**Set problem**
Could you quote the listing below word for word, from the line with "Where can you find the dark" to the line with "<point>302,482</point>", including both of those lines?

Input data start

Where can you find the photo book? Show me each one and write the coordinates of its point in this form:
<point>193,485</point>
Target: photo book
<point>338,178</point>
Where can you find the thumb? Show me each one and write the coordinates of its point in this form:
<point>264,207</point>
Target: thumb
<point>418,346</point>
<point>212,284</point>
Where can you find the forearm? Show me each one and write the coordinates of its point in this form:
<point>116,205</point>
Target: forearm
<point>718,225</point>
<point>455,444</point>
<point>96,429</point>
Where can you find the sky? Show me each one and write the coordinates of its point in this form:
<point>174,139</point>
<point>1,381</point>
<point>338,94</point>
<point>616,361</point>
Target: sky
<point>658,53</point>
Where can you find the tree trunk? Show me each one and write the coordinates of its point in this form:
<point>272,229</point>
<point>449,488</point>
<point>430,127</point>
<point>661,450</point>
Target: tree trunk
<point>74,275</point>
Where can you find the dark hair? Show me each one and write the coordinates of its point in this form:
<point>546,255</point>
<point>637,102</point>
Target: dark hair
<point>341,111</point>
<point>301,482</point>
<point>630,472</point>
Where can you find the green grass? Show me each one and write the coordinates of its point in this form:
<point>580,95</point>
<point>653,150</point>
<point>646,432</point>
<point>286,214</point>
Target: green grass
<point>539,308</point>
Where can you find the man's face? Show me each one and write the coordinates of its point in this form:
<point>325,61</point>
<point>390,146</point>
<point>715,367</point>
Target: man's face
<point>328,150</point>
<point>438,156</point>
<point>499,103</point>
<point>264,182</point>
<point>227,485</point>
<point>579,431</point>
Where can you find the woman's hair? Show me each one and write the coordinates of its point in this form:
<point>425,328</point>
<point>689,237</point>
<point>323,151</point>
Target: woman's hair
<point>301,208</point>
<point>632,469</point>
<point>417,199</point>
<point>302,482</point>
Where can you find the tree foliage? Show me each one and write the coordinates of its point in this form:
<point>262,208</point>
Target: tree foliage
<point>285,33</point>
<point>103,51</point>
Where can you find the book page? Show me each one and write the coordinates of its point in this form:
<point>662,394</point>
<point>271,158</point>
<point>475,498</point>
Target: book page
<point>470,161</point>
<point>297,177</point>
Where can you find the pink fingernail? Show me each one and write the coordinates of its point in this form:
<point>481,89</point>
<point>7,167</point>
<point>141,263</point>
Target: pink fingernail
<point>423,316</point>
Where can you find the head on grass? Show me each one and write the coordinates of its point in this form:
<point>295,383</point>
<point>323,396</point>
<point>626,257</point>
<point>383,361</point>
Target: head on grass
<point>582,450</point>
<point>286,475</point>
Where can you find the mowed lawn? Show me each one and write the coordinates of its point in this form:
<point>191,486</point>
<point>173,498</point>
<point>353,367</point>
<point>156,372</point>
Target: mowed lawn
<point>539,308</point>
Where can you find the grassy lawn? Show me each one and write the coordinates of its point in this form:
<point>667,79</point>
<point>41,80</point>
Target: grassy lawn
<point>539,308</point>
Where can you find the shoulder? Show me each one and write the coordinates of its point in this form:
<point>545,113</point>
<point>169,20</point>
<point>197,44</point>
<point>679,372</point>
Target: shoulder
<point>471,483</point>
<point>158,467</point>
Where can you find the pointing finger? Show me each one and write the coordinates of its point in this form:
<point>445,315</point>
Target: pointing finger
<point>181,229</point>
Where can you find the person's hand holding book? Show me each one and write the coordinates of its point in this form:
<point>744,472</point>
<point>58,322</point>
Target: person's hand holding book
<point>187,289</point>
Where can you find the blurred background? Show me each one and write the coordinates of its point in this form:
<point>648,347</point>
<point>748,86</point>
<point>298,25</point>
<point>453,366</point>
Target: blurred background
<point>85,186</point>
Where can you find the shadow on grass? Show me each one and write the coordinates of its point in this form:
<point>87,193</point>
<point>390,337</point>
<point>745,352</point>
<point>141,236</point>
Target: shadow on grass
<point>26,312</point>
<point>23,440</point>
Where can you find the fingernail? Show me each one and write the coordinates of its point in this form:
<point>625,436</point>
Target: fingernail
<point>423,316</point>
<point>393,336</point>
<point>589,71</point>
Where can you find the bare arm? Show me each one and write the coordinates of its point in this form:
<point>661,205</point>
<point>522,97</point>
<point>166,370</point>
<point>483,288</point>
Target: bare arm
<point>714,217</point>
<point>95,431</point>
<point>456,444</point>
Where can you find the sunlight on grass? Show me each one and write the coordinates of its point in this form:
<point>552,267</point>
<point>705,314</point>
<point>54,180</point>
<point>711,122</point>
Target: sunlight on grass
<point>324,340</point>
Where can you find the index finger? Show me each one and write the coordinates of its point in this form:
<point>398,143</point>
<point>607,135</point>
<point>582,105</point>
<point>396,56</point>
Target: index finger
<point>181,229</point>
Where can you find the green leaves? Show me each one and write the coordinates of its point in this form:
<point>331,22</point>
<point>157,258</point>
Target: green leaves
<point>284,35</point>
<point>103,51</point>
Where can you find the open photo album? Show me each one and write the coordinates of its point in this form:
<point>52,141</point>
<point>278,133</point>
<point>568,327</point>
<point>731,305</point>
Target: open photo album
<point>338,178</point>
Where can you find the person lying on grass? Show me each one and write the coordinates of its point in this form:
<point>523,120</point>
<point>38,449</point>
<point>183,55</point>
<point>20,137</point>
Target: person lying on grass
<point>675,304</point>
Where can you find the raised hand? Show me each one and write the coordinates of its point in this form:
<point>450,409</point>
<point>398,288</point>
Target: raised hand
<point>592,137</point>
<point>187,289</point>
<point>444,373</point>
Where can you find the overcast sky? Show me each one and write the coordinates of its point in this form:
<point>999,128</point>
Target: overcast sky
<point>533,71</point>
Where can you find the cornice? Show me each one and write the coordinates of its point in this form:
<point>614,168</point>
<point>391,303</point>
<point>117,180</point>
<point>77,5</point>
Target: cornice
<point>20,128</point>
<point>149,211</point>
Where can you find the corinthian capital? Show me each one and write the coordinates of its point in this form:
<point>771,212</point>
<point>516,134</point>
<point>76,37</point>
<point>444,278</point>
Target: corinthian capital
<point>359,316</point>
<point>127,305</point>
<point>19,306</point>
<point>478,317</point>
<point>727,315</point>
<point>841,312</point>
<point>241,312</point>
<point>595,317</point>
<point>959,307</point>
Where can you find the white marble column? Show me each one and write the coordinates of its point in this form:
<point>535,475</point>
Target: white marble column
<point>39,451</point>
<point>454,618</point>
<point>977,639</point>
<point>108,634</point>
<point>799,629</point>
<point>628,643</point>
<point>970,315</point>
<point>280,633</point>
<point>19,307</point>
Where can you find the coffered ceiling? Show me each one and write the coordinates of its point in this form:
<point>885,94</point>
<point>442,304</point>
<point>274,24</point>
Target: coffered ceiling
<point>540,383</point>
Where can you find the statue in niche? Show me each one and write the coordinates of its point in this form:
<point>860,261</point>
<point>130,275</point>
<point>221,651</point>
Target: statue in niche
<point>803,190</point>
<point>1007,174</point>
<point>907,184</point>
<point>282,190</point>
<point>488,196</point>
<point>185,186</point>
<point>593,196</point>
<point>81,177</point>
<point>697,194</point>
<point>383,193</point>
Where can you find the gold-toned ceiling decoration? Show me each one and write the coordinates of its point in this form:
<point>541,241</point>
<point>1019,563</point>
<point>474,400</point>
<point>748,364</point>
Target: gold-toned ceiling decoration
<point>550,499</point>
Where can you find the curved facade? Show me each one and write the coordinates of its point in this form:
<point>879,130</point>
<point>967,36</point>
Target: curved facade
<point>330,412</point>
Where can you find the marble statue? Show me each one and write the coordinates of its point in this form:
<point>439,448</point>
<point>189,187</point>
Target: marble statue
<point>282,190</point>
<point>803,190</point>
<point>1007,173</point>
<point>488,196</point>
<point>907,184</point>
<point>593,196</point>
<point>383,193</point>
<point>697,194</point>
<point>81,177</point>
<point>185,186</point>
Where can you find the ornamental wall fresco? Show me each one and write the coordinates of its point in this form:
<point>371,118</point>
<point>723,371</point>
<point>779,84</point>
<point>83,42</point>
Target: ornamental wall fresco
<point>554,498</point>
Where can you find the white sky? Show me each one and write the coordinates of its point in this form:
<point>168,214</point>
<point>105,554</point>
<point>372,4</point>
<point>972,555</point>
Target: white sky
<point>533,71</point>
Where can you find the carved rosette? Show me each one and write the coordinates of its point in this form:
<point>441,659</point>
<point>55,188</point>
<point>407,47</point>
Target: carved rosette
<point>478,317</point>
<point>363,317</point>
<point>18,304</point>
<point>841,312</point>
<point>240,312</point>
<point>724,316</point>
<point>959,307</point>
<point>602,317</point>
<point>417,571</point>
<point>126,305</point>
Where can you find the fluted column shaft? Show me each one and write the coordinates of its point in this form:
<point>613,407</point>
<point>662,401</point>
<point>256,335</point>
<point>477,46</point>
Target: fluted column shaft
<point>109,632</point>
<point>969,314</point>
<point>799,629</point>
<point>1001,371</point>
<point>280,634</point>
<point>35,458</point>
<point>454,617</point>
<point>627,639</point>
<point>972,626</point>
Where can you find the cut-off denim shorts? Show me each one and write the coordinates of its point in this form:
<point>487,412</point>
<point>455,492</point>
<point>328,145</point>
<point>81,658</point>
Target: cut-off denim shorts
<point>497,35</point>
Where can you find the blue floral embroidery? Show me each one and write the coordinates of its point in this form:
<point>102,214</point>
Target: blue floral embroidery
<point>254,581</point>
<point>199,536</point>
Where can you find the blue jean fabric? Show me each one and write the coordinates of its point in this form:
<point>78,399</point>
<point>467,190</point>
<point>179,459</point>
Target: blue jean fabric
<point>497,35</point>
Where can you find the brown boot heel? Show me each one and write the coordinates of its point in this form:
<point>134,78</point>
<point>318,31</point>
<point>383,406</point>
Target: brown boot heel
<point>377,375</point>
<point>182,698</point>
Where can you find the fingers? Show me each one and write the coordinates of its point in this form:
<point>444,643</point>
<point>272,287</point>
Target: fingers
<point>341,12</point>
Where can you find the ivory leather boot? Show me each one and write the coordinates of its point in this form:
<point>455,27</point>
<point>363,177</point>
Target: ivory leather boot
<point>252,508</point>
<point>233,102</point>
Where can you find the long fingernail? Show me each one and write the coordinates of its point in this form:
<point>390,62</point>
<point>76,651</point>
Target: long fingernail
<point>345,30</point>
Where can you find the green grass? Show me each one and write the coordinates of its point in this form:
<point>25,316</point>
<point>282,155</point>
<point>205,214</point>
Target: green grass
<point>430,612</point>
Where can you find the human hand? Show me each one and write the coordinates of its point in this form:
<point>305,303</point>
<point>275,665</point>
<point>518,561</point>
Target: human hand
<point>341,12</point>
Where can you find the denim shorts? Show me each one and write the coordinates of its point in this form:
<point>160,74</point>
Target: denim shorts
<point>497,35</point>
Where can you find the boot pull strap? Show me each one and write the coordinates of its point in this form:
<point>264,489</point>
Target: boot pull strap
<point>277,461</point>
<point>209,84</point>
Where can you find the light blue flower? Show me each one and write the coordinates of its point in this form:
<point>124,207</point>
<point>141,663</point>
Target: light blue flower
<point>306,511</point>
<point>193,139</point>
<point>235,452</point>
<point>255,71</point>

Input data end

**Solved problem**
Where can you find the dark hair? Show me each one and write the coordinates of its point in this form:
<point>546,255</point>
<point>637,102</point>
Target: dark hair
<point>341,111</point>
<point>301,482</point>
<point>630,472</point>
Where can you find the green grass? Show me each one and write the coordinates of its point in this form:
<point>580,95</point>
<point>653,150</point>
<point>646,432</point>
<point>286,214</point>
Target: green grass
<point>539,308</point>
Where can you find the man's face? Show me each one and write the coordinates of its point in this form:
<point>325,61</point>
<point>390,146</point>
<point>715,367</point>
Target: man's face
<point>328,150</point>
<point>438,156</point>
<point>499,103</point>
<point>264,182</point>
<point>227,485</point>
<point>579,431</point>
Where can you find the woman's hair? Show me each one and write the coordinates of its point in this form:
<point>425,328</point>
<point>689,237</point>
<point>323,151</point>
Target: woman's hair
<point>301,208</point>
<point>632,469</point>
<point>417,199</point>
<point>302,482</point>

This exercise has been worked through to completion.